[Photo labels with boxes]
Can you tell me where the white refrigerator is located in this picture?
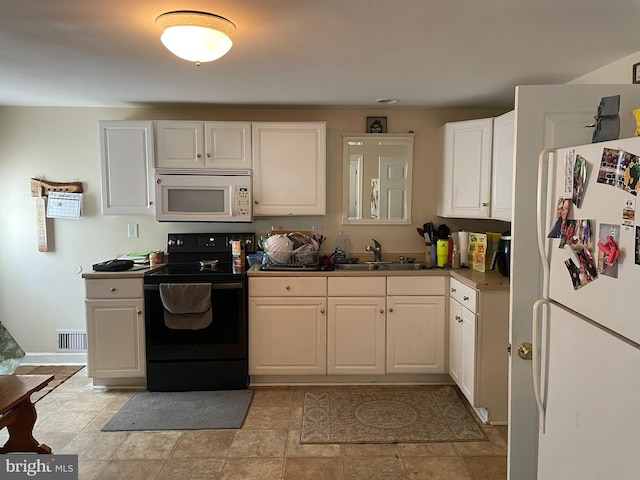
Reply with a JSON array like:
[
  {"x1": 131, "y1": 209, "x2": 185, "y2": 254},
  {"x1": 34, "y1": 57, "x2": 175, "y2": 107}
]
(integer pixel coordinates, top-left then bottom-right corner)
[{"x1": 531, "y1": 137, "x2": 640, "y2": 480}]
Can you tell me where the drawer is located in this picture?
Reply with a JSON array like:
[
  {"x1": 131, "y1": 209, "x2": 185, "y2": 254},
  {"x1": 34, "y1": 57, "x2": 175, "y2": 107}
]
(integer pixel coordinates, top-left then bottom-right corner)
[
  {"x1": 249, "y1": 277, "x2": 327, "y2": 297},
  {"x1": 329, "y1": 277, "x2": 386, "y2": 297},
  {"x1": 84, "y1": 278, "x2": 143, "y2": 298},
  {"x1": 387, "y1": 276, "x2": 447, "y2": 295},
  {"x1": 449, "y1": 278, "x2": 477, "y2": 313}
]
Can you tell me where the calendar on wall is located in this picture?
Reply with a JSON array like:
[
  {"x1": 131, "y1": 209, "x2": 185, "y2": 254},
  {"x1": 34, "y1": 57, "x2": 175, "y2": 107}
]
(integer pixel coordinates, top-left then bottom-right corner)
[{"x1": 47, "y1": 192, "x2": 82, "y2": 219}]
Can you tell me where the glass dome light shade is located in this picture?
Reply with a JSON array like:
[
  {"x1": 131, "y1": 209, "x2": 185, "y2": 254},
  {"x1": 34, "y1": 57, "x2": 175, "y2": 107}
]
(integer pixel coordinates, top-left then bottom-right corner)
[
  {"x1": 160, "y1": 25, "x2": 233, "y2": 62},
  {"x1": 156, "y1": 10, "x2": 236, "y2": 64}
]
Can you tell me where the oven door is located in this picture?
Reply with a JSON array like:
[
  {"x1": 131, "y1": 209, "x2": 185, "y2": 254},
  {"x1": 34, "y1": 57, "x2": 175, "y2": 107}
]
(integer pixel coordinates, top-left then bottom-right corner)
[
  {"x1": 156, "y1": 174, "x2": 252, "y2": 222},
  {"x1": 144, "y1": 281, "x2": 248, "y2": 362}
]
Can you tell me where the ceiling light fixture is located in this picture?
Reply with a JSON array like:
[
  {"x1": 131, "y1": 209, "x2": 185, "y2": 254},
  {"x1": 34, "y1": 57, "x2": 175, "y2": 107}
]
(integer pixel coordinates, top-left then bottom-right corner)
[{"x1": 156, "y1": 10, "x2": 236, "y2": 65}]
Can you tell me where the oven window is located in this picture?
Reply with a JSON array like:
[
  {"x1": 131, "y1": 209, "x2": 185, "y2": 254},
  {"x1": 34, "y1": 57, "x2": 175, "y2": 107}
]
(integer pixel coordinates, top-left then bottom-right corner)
[
  {"x1": 145, "y1": 283, "x2": 247, "y2": 360},
  {"x1": 167, "y1": 188, "x2": 229, "y2": 214}
]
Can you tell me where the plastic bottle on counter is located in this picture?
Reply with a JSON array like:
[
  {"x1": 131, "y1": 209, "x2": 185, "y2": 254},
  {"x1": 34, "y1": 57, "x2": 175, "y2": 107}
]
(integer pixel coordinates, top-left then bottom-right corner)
[
  {"x1": 451, "y1": 244, "x2": 460, "y2": 268},
  {"x1": 333, "y1": 231, "x2": 349, "y2": 263}
]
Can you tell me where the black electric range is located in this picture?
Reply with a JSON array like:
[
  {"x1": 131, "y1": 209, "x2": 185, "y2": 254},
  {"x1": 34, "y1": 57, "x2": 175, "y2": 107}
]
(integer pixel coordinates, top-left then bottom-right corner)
[{"x1": 143, "y1": 233, "x2": 255, "y2": 391}]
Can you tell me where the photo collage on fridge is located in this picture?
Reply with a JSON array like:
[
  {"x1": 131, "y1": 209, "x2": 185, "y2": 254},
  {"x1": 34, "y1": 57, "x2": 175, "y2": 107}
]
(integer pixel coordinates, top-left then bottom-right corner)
[{"x1": 547, "y1": 148, "x2": 640, "y2": 290}]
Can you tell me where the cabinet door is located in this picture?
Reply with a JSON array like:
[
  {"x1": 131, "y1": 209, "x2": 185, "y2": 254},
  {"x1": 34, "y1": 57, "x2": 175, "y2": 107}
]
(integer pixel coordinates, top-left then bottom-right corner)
[
  {"x1": 458, "y1": 307, "x2": 477, "y2": 406},
  {"x1": 99, "y1": 121, "x2": 155, "y2": 215},
  {"x1": 387, "y1": 296, "x2": 446, "y2": 373},
  {"x1": 155, "y1": 121, "x2": 205, "y2": 169},
  {"x1": 437, "y1": 118, "x2": 493, "y2": 218},
  {"x1": 249, "y1": 297, "x2": 327, "y2": 375},
  {"x1": 327, "y1": 297, "x2": 386, "y2": 374},
  {"x1": 86, "y1": 298, "x2": 146, "y2": 378},
  {"x1": 449, "y1": 298, "x2": 462, "y2": 386},
  {"x1": 252, "y1": 123, "x2": 326, "y2": 216},
  {"x1": 204, "y1": 122, "x2": 251, "y2": 170},
  {"x1": 491, "y1": 111, "x2": 515, "y2": 222}
]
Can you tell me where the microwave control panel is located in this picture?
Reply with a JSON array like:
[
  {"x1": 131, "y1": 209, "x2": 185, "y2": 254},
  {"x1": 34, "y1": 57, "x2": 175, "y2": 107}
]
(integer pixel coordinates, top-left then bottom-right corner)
[{"x1": 236, "y1": 187, "x2": 251, "y2": 218}]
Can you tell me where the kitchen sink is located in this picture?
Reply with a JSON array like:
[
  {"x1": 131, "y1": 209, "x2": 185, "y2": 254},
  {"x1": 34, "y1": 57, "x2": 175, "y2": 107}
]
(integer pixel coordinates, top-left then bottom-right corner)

- Stated goal: Update the items from the line containing "Can you tell me where the photo" through the end of the items by replacing "integer pixel coordinates" with "whole-number pixel coordinates", leaving everything else unchanged.

- Finished exercise:
Can you tell me where the photo collage on fridge is located in this picture?
Reply with a JSON array like:
[
  {"x1": 131, "y1": 209, "x2": 185, "y2": 254},
  {"x1": 34, "y1": 57, "x2": 175, "y2": 107}
]
(whole-number pixel coordinates, top-left then bottom-right corner)
[{"x1": 547, "y1": 148, "x2": 640, "y2": 290}]
Can you tell me where the cabinet door is located in this picture?
Reply with a JSON array like:
[
  {"x1": 131, "y1": 209, "x2": 185, "y2": 254},
  {"x1": 34, "y1": 57, "x2": 175, "y2": 107}
]
(whole-number pixel coordinates, top-left then bottom-right corner)
[
  {"x1": 458, "y1": 307, "x2": 477, "y2": 406},
  {"x1": 99, "y1": 121, "x2": 155, "y2": 215},
  {"x1": 387, "y1": 296, "x2": 446, "y2": 373},
  {"x1": 155, "y1": 121, "x2": 205, "y2": 169},
  {"x1": 437, "y1": 118, "x2": 493, "y2": 218},
  {"x1": 249, "y1": 297, "x2": 327, "y2": 375},
  {"x1": 327, "y1": 297, "x2": 386, "y2": 374},
  {"x1": 86, "y1": 298, "x2": 146, "y2": 378},
  {"x1": 449, "y1": 298, "x2": 462, "y2": 386},
  {"x1": 252, "y1": 123, "x2": 326, "y2": 216},
  {"x1": 204, "y1": 122, "x2": 251, "y2": 170},
  {"x1": 491, "y1": 111, "x2": 515, "y2": 222}
]
Can you tell me where the microwave control panel is located in this picture?
Reply with a JSON array like:
[
  {"x1": 131, "y1": 209, "x2": 185, "y2": 254},
  {"x1": 34, "y1": 57, "x2": 175, "y2": 107}
]
(whole-number pixel coordinates, top-left then bottom-right corner)
[{"x1": 236, "y1": 187, "x2": 251, "y2": 218}]
Can you tell me where the kitchen sink is located in this picture?
Reply with a JSON array like:
[
  {"x1": 131, "y1": 209, "x2": 185, "y2": 254},
  {"x1": 34, "y1": 57, "x2": 175, "y2": 107}
]
(whole-number pixel coordinates, top-left then bottom-right corner)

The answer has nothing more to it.